→ **Challenge**:
Quote all of the data below verbatim, line for line.

→ **Exercise input**:
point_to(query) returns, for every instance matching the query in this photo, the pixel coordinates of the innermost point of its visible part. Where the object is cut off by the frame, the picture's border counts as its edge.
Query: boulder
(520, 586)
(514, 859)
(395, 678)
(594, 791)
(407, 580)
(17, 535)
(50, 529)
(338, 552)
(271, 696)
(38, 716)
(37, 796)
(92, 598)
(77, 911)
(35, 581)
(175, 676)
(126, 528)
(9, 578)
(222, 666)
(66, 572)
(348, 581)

→ **Reply**:
point_to(query) returns, for every instance matching the query in this photo, the pixel coordinates of the innermost point of its visible part. Where the object is cut off by the frame, the picture's border counts as its edge.
Query: boulder
(520, 586)
(514, 859)
(395, 678)
(594, 791)
(407, 580)
(17, 535)
(50, 529)
(338, 552)
(271, 696)
(38, 716)
(37, 796)
(92, 598)
(77, 911)
(35, 581)
(175, 676)
(126, 528)
(9, 578)
(222, 666)
(66, 572)
(348, 581)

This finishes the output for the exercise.